— begin Source passage —

Building a Simple Recursive Descent Parser (Completed Simple Parser)

In this post, I complete the recursive descent parser that will parse the simple grammar that I presented previously in this series.  In this post, I’ll examine in detail the NospaceExpression class, which needs to implement operator precedence.

This blog is inactive.
New blog: EricWhite.com/blog

Blog TOCNote:  I have to apologize for the delay in writing this post.  First summer vacation took some time, and then I became involved in a project of writing two papers – one that summarizes SharePoint application development, and another that summarizes Office Client application development.  I’ve been literally obsessing about every possible way that you as a developer can extend SharePoint Server 2010, and every way that you can extend the Office 2010 client applications.  The SharePoint paper is nearing publication.  The Office Client paper will be along in a bit.  While obsessing, it has been difficult for me to mentally switch tracks back to this series.  But here we go again…

This post is one in a series on using LINQ to write a recursive-descent parser for SpreadsheetML formulas.  You can find the complete list of posts here.

The NospaceExpression Class

Here is the entire implementation of the NospaceExpression class.  I explained all of the code that has a gray background in the previous post, Building a Simple Recursive Descent Parser (continued).

public static NospaceExpression Produce(IEnumerable<Symbol> symbols)
{
// nospace-expression = open-parenthesis expression close-parenthesis
// / numerical-constant
// / prefix-operator expression
// / expression infix-operator expression

if (!symbols.Any())
return null;

if (symbols.First() is OpenParenthesis && symbols.Last() is CloseParenthesis)
{
Expression e = Expression.Produce(symbols.Skip(1).SkipLast(1));
if (e != null)
return new NospaceExpression(new OpenParenthesis(), e, new CloseParenthesis());
}

// expression, infix-operator, expression
var z = symbols.Rollup(0, (t, d) =>
{
if (t is OpenParenthesis)
return d + 1;
if (t is CloseParenthesis)
return d - 1;
return d;
});
var symbolsWithIndex = symbols.Select((s, i) => new
{
Symbol = s,
Index = i,
});
var z2 = symbolsWithIndex.Zip(z, (v1, v2) => new
{
SymbolWithIndex = v1,
Depth = v2,
});
var operatorList = z2
.Where(x => x.Depth == 0 &&
x.SymbolWithIndex.Index != 0 &&
InfixOperator.Produce(x.SymbolWithIndex.Symbol) != null)
.ToList();
if (operatorList.Any())
{
int minPrecedence = operatorList
.Select(o2 => OperatorPrecedence[o2.SymbolWithIndex.Symbol.ToString()]).Min();
var op = operatorList
.Last(o2 => OperatorPrecedence[o2.SymbolWithIndex.Symbol.ToString()] == minPrecedence);
if (op != null)
{
var expressionTokenList1 = symbols.TakeWhile(t => t != op.SymbolWithIndex.Symbol);
Expression e1 = Expression.Produce(expressionTokenList1);
if (e1 == null)

— end Source passage —
— begin Data lines —

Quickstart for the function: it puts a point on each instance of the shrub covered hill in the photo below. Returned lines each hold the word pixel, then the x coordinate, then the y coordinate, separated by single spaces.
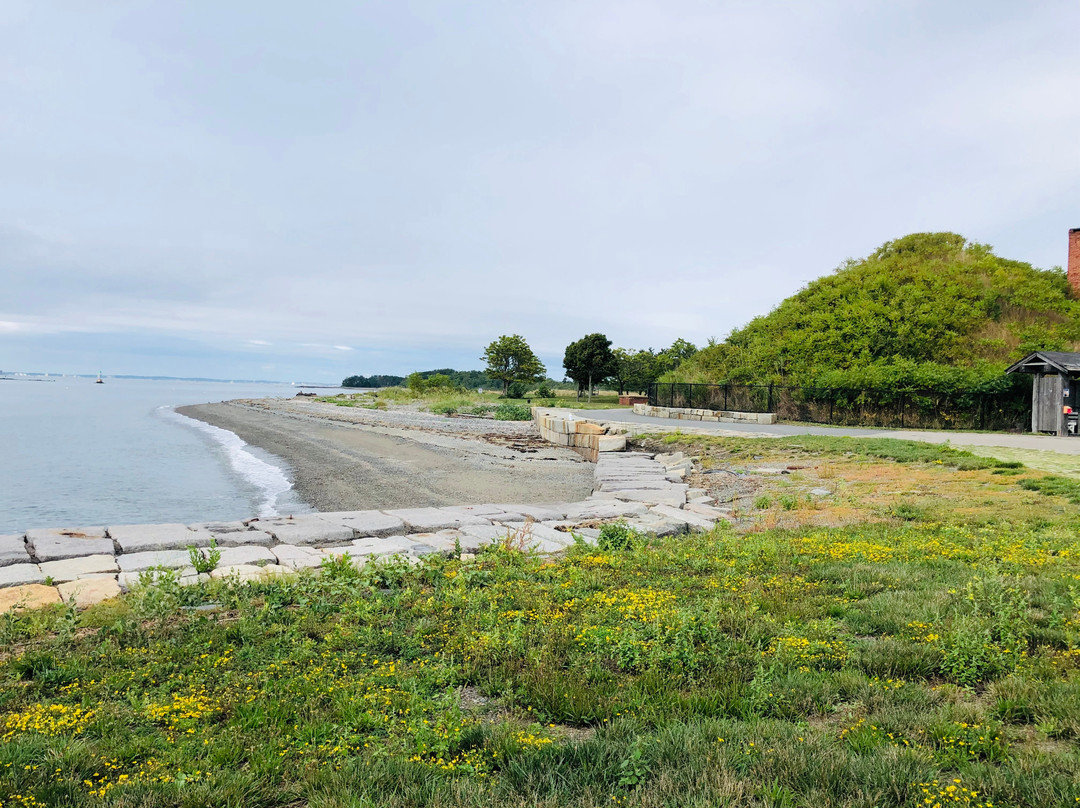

— end Data lines —

# Written tasks
1. In the post about the recursive descent parser, the grammar comment at the top of the Produce method defines nospace-expression. List each alternative that the comment gives for it.
2. Extend the post about the recursive descent parser past its final line, continuing the code from where it stops.

# Written responses
1.
- open-parenthesis expression close-parenthesis
- numerical-constant
- prefix-operator expression
- expression infix-operator expression

2.
throw new ParserException("Invalid expression");
var expressionTokenList2 = symbols
.SkipWhile(t => t != op.SymbolWithIndex.Symbol).Skip(1);
Expression e2 = Expression.Produce(expressionTokenList2);
if (e2 == null)
throw new ParserException("Invalid expression");
InfixOperator io = new InfixOperator(op.SymbolWithIndex.Symbol);
return new NospaceExpression(e1, io, e2);
}
}

NumericalConstant n = NumericalConstant.Produce(symbols);
if (n != null)
return new NospaceExpression(n);

PrefixOperator p = PrefixOperator.Produce(symbols.FirstOrDefault());
if (p != null)
{
Expression e = Expression.Produce(symbols.Skip(1));
if (e != null)
return new NospaceExpression(p, e);
}

return null;
}

Let’s work through the new code.  Let’s consider how the new code behaves when parsing the following formula:

"1+((2+3)*4)^5"

When determining if an expression has an infix operator, we specifically need to ignore operators that are in parentheses.  Those operators will have their chance to be recognized when NospaceExpression.Produce sees that an expression starts with an open parenthesis and ends with a close parenthesis, as processed by this code:

if (!symbols.Any())
return null;

if (symbols.First() is OpenParenthesis && symbols.Last() is CloseParenthesis)
{
Expression e = Expression.Produce(symbols.Skip(1).SkipLast(1));
if (e != null)
return new NospaceExpression(new OpenParenthesis(), e, new CloseParenthesis());
}

So we need to ignore operators that are inside parentheses.  The easiest way to determine if an operator is inside of parentheses is to use the Rollup extension method, as follows:

// expression, infix-operator, expression
var z = symbols.Rollup(0, (t, d) =>
{
if (t is OpenParenthesis)
return d + 1;
if (t is CloseParenthesis)
return d - 1;
return d;
});

This use of the Rollup extension method returns a new collection of integers that has the same number of elements in it as the source collection.  The integer is the depth of parentheses at that point.  In the following snippet, I add a bit of code to print the items in the collection, and then exit:

// expression, infix-operator, expression
var z = symbols.Rollup(0, (t, d) =>
{
if (t is OpenParenthesis)
return d + 1;
if (t is CloseParenthesis)
return d - 1;
return d;
});
foreach (var item in z)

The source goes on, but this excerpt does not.